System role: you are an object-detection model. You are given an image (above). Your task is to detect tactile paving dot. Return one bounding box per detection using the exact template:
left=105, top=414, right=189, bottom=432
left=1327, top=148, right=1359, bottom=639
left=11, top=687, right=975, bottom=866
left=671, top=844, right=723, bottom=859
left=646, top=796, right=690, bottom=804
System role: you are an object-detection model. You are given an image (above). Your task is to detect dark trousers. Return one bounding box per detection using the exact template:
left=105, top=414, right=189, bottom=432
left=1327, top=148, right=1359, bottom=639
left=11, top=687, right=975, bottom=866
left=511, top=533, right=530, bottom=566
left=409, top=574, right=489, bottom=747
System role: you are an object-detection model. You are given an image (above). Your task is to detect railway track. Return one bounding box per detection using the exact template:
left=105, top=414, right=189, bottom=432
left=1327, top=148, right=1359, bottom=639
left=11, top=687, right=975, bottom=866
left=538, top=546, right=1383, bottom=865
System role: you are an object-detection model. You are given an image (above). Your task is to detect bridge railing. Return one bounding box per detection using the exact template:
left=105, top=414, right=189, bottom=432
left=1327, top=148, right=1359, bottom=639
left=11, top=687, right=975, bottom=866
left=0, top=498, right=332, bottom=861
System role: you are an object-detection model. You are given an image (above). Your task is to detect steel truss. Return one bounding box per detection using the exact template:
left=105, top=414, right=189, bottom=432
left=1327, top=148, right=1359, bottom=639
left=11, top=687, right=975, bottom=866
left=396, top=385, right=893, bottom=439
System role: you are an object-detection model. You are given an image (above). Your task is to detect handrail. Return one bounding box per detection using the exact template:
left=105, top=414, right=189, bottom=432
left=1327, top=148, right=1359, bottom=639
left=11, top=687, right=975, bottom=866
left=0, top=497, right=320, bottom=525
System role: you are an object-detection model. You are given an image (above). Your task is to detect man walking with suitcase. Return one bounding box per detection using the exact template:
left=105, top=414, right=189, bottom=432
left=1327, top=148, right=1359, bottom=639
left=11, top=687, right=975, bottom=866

· · ·

What to produce -
Update the lines above, replacing each "object-detection model" with "vision model" and leaving the rest unchanged.

Expected answer -
System role: you are an vision model. You are given an image (above). Your task is to detect tactile paving dot. Return one bounding box per detection using the exact template:
left=105, top=414, right=189, bottom=432
left=1327, top=148, right=1359, bottom=639
left=11, top=687, right=975, bottom=866
left=671, top=844, right=723, bottom=859
left=646, top=796, right=690, bottom=804
System role: you are an vision model. You are given an image (above). Your task is to detect dark trousers. Return one bounding box per detection using the exact template:
left=105, top=414, right=189, bottom=432
left=1327, top=148, right=1359, bottom=639
left=11, top=687, right=975, bottom=866
left=511, top=533, right=530, bottom=566
left=409, top=574, right=489, bottom=747
System role: you are an vision model. You are given an image (above). Your task is to detect railway track. Return one bounding box per detection using the exact template:
left=105, top=414, right=189, bottom=432
left=1327, top=148, right=1359, bottom=639
left=11, top=687, right=975, bottom=866
left=538, top=546, right=1383, bottom=865
System role: you are an vision model. You are given an image (above). Your task is to detect bridge railing. Return one bounding box per detection using the exact template:
left=105, top=414, right=189, bottom=432
left=1327, top=148, right=1359, bottom=639
left=11, top=687, right=975, bottom=866
left=0, top=498, right=332, bottom=861
System role: you are an vision model. You are given an image (above). Your task is to detect steel truss. Return one bounding box per detection using the exact template:
left=105, top=414, right=189, bottom=432
left=1327, top=148, right=1359, bottom=639
left=11, top=687, right=975, bottom=866
left=396, top=385, right=893, bottom=439
System role: you are an vision model. You are given an image (above). Your task is to detect handrail. Return one bounding box per detection using the exact template:
left=105, top=414, right=189, bottom=432
left=1327, top=148, right=1359, bottom=639
left=11, top=687, right=975, bottom=866
left=0, top=497, right=320, bottom=525
System role: you are an vision model. You are given an image (above). Your task is to detect man walking with suitcase. Return one bounding box per detection using the exact template:
left=105, top=414, right=189, bottom=432
left=1327, top=148, right=1359, bottom=639
left=11, top=687, right=975, bottom=866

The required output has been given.